WHAT IS EXPECTED: Reproduce the data word for word, keeping every line complete.

MATERIAL PROVIDED:
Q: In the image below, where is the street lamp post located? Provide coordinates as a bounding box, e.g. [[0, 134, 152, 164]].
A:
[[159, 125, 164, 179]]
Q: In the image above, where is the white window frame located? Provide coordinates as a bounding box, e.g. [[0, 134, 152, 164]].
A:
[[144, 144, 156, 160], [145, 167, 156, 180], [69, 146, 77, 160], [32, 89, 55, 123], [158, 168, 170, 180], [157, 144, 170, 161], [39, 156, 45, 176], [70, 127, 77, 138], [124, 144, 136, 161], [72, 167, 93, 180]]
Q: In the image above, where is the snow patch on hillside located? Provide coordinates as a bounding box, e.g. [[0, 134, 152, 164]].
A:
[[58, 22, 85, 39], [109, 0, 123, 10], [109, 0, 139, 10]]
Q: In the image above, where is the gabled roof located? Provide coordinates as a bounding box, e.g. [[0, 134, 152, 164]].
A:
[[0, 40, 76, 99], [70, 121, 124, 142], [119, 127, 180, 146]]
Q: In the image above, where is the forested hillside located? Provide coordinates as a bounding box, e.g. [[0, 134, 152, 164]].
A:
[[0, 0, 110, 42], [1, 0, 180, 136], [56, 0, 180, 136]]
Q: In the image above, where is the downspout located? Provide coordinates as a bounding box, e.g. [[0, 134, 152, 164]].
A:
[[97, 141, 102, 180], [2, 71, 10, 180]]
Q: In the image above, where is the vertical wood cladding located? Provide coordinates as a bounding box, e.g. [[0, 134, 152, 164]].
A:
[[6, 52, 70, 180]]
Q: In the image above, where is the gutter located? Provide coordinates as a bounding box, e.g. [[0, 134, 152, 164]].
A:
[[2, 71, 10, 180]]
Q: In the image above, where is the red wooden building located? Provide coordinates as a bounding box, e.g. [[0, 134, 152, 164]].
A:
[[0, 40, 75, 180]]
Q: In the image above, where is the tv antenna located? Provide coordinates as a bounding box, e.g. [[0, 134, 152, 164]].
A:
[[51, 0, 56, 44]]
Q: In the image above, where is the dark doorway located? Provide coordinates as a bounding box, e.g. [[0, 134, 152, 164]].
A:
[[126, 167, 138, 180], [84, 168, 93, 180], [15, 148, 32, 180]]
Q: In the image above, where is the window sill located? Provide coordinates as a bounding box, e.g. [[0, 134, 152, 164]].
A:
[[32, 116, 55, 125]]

SOLUTION TO THIS EXERCISE:
Q: In the image below, where is the street lamp post located? Provide coordinates as a bounding box, e.g. [[0, 134, 152, 164]].
A:
[[159, 125, 164, 179]]
Q: In the image above, where is the white window frame located? Provide coordinates as a bounding box, e.g. [[0, 134, 152, 164]].
A:
[[144, 144, 156, 160], [145, 167, 156, 180], [69, 146, 77, 160], [32, 89, 55, 123], [158, 168, 170, 180], [157, 144, 170, 161], [39, 156, 45, 176], [70, 127, 77, 138], [124, 144, 136, 161], [72, 167, 93, 180]]
Q: In the image above, where is the snow patch on hillside located? Provide coordinates as a bounding box, e.g. [[0, 134, 152, 164]].
A:
[[58, 22, 85, 39], [109, 0, 123, 10], [109, 0, 139, 10]]
Q: In the image above, where is the gabled roof located? Provide coordinates as a bounding box, e.g. [[0, 134, 152, 164]].
A:
[[0, 40, 76, 99], [70, 121, 124, 142], [119, 127, 180, 146]]
Q: In the image above, where is the forested hillside located? Provide coordinates as a bounding box, e.g. [[0, 134, 152, 164]].
A:
[[0, 0, 110, 42], [1, 0, 180, 136], [56, 0, 180, 136]]
Q: In the image above, where is the downspout located? Provide coordinates as a bounding box, e.g. [[0, 134, 152, 164]].
A:
[[97, 141, 102, 180], [2, 71, 10, 180]]
Q: In the image above, where is the vertical wood cladding located? Provide coordinates as a bounding box, e.g. [[0, 134, 152, 164]].
A:
[[6, 52, 70, 180]]
Q: In the image above, where is the gutter located? Provide coordinates as a bounding box, e.g. [[0, 134, 152, 164]].
A:
[[2, 71, 10, 180]]
Q: In the image above, where is the red wooden building located? Provide coordinates as a bounding box, e.g. [[0, 134, 152, 164]].
A:
[[0, 40, 75, 180]]
Q: In the image above, where is the tv antenna located? Provide coordinates as a bounding box, e.g. [[0, 134, 152, 164]].
A:
[[51, 0, 56, 44]]
Q: In the image above, where is the dark doorway located? Provide coordinates as a bounding box, e.g. [[0, 134, 152, 164]].
A:
[[126, 167, 138, 180], [84, 168, 93, 180], [15, 148, 32, 180]]
Q: In the image above, where is the window sill located? Provide coordinates as a bounding box, e.g. [[0, 134, 152, 164]].
A:
[[32, 116, 55, 125]]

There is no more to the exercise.